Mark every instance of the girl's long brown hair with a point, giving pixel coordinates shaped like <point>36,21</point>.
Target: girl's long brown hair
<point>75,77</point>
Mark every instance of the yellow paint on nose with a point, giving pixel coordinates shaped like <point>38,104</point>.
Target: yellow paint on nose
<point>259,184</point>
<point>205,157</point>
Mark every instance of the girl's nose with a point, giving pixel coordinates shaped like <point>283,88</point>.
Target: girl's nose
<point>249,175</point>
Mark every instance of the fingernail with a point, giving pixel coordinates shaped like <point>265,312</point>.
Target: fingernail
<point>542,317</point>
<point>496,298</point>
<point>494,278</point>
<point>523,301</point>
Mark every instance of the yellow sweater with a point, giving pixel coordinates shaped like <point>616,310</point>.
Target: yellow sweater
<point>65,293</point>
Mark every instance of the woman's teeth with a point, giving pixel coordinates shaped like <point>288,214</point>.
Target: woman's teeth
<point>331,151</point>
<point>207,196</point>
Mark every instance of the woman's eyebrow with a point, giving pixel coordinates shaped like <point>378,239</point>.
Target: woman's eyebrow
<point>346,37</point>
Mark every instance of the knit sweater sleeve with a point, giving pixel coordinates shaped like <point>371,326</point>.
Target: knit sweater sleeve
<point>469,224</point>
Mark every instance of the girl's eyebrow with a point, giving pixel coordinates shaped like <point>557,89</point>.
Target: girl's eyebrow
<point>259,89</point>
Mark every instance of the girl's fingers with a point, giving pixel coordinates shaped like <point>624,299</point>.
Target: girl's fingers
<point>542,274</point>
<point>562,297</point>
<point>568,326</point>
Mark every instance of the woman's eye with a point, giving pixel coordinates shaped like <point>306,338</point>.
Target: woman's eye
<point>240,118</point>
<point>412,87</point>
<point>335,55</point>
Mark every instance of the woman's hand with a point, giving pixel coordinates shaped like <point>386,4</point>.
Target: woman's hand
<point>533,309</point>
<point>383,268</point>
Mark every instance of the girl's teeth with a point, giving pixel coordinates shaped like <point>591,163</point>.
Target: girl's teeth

# # # # # # #

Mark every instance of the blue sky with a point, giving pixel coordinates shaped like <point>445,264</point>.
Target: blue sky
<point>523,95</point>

# # # # # # #

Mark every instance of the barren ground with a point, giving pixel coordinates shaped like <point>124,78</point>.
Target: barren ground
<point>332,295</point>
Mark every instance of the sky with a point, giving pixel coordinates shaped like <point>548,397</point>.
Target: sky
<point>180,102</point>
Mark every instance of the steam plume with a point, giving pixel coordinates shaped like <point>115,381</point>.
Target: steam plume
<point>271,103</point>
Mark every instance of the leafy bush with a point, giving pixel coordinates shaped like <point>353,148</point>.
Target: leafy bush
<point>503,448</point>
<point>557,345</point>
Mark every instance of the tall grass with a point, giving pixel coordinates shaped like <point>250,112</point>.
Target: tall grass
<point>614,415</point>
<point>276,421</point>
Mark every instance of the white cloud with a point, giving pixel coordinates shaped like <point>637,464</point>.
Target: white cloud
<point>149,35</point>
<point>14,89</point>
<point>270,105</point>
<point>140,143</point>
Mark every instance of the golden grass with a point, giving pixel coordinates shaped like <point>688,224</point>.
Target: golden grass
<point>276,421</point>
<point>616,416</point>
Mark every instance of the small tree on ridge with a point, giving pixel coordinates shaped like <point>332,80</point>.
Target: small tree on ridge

# # # # # # #

Exercise description: Write out everything from the line that contains "Mark every instance of the sky" down to and including the line that contains "Target: small tree on ridge", the request lines too. Multiply each point coordinate in the answers by 1.1 and round to whole numbers, with halves rounded up, but leave the numbers in the requests and their format samples unchanged.

Full output:
Mark every instance of the sky with a point, giving pixel coordinates shaped like <point>548,397</point>.
Target: sky
<point>198,112</point>
Mark every instance of the steam plume with a point, giving pixel coordinates shaped like <point>115,381</point>.
Target: steam plume
<point>298,113</point>
Mark every instance of the leafy bush with a point, giving pixel coordinates shaped like <point>353,148</point>.
Target: leafy bush
<point>553,493</point>
<point>613,380</point>
Mark every instance of the tall grass with a point, giving pixel coordinates shaped like <point>250,112</point>.
Target: tall grass
<point>675,457</point>
<point>304,463</point>
Mark every instance of the white cloud with a point, giving pixel coordinates shaped like <point>637,464</point>.
Target: white cloud
<point>164,39</point>
<point>15,98</point>
<point>297,116</point>
<point>154,157</point>
Mark every instance of the golden grass with a point, giving pixel coordinates shaped like <point>688,224</point>.
Target: golden grass
<point>304,463</point>
<point>678,458</point>
Mark every instance of the small tree on ridge with a point, giving pixel coordinates shaped like <point>332,80</point>.
Target: small tree on ridge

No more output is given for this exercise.